▶ Exercise instructions
• A. Reproduce the passage in the Judge Judy column below from "From what I've" to "finish eating first.".
• B. Shorten the paragraph of the Judge Judy column that begins "According to the BBC's Outlook program" and keep its main facts.

Begin Quoted text

PETER PATTER: After listening to a BBC World Service interview with Judith Sheindlin, better known as TV's Judge Judy, I reckon our magistrates are selling themselves short.
According to the BBC's Outlook program, Judge Judy reportedly earns $47 million a year for her show. That's not a misprint, $47 million - American dollars!
From what I've seen, her court is probably what we would call a Small Claims Court.
And, with all due respect to the former New York Family Law Court judge, her court wouldn't hold a candle to our Magistrates Court for drama or entertainment.
Warning! If you're having breakfast while reading this it might be best to put down the paper and finish eating first.
Or, if you're averse to graphic news material, turn away now.
You see, Judge Judy's court would never screen an episode that included the case of a young man allegedly found during a police pat-down search to have a foreign object in his rectum.
This young man was allegedly found with a small plastic bag containing "green leafy material" in his bottom. (I'm sorry, there's no other way to describe it.)
The court heard the chap protested his innocence, explaining: "I've never smoked marijuana in my life. I have no idea how that got there!"
Now, you can't just dismiss his explanation without giving some thought to "benefit of the doubt".

End Quoted text
Begin Provided records

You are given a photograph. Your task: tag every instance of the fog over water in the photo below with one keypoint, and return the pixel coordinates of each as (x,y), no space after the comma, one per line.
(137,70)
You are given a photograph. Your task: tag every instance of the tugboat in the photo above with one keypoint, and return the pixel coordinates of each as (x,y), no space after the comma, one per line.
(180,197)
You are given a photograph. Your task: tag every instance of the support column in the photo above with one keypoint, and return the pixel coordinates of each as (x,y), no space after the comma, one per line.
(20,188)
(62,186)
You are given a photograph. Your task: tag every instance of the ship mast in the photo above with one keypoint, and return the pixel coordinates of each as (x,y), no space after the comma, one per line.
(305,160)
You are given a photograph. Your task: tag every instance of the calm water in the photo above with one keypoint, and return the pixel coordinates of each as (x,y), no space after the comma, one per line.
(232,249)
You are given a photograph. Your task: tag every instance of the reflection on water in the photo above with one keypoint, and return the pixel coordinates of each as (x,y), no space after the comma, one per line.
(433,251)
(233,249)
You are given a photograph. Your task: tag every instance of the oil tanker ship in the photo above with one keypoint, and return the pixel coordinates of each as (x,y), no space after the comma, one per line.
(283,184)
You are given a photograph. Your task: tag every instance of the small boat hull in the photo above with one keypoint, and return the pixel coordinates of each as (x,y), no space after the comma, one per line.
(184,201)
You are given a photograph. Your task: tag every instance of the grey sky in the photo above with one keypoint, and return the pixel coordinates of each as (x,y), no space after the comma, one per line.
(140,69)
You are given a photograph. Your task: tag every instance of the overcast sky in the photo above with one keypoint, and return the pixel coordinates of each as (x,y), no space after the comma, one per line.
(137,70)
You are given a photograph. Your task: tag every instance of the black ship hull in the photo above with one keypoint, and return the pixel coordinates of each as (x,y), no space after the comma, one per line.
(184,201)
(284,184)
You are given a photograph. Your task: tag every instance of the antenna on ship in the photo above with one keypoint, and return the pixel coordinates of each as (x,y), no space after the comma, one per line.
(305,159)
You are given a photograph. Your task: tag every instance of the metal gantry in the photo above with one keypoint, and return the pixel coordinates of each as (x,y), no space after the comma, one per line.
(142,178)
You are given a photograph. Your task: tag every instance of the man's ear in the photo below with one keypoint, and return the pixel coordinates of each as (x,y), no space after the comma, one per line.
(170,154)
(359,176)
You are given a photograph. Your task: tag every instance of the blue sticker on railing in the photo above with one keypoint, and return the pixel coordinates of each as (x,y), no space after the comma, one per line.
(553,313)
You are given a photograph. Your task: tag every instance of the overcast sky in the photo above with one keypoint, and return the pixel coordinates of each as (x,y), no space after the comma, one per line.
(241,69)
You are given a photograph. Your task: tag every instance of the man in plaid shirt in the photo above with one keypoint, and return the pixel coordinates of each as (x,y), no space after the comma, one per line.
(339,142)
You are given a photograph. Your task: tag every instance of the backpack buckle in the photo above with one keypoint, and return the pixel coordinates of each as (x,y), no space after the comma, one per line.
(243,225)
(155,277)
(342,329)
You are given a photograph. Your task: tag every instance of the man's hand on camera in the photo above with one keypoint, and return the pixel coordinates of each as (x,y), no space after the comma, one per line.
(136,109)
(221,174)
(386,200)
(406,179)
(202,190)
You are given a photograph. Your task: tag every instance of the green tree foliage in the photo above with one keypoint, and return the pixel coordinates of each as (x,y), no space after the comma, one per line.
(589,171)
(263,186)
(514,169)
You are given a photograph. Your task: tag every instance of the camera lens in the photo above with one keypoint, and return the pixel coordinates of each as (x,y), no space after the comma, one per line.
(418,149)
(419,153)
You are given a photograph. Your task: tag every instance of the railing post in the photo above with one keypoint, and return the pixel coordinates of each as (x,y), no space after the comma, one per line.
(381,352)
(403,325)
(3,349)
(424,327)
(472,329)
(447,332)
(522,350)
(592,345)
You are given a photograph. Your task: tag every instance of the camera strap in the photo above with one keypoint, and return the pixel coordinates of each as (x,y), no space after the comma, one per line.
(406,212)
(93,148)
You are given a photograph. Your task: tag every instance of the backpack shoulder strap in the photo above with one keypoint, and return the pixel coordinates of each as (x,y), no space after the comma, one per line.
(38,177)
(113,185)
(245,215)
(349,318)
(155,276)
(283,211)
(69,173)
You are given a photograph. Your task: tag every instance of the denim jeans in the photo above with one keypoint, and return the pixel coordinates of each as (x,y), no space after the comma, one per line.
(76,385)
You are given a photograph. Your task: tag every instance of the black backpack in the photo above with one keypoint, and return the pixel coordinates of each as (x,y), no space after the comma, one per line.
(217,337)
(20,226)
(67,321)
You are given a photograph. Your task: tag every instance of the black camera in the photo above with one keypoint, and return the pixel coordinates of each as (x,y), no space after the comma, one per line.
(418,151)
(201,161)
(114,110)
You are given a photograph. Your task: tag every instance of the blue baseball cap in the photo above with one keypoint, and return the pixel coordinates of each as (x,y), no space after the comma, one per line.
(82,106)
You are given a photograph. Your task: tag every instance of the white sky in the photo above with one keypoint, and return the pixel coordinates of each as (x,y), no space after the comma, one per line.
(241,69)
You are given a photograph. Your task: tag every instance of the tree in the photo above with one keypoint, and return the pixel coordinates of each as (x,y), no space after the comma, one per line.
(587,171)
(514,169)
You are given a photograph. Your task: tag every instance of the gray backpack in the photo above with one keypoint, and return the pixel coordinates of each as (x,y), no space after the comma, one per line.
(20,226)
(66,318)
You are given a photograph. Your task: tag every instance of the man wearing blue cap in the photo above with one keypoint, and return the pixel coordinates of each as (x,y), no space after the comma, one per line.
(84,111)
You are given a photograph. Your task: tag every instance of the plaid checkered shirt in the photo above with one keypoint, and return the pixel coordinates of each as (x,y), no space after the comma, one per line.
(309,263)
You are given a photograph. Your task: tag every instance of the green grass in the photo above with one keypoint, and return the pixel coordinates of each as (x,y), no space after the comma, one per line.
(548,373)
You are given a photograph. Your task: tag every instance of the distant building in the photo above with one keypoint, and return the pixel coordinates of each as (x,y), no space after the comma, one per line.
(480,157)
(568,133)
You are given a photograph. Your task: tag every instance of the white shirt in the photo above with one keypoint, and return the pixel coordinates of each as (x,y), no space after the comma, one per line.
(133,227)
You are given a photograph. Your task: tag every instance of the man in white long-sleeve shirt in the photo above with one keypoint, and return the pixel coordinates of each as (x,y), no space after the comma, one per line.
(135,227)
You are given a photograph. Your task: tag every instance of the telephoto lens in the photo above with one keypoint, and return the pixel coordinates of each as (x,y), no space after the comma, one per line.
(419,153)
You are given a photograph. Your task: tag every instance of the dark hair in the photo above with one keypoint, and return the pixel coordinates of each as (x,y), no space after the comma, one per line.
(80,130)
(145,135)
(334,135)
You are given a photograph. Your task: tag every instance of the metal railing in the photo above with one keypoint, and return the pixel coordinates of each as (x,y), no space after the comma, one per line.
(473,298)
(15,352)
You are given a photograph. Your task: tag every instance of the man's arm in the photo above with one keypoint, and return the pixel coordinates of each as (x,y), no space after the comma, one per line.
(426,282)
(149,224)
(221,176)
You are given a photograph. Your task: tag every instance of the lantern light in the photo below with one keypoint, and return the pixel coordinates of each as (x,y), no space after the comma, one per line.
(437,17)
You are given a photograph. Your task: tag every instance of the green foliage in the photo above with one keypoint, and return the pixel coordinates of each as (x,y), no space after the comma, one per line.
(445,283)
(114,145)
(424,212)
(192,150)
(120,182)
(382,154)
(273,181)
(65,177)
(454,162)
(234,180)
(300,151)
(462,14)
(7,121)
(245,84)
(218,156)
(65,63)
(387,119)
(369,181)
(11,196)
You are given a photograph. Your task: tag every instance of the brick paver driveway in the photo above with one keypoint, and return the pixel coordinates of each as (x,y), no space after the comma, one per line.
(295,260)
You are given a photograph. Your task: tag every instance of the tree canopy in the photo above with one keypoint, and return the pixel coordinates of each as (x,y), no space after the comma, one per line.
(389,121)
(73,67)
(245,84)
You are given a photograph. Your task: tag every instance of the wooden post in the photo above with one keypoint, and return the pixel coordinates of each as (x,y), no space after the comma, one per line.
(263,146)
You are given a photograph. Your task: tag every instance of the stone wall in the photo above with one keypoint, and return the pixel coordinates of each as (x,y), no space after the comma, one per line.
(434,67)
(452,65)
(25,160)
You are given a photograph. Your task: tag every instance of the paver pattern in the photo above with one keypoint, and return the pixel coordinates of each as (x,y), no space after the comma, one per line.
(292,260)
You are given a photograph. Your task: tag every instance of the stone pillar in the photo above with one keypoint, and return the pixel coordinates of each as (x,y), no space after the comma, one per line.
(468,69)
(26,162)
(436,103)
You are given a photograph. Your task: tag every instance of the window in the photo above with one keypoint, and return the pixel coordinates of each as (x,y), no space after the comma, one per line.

End Provided records

▶ Results in order
• A.
From what I've seen, her court is probably what we would call a Small Claims Court.
And, with all due respect to the former New York Family Law Court judge, her court wouldn't hold a candle to our Magistrates Court for drama or entertainment.
Warning! If you're having breakfast while reading this it might be best to put down the paper and finish eating first.

• B. The BBC's Outlook program reports that Judge Judy earns $47 million (American) a year for her show. That figure is not a misprint.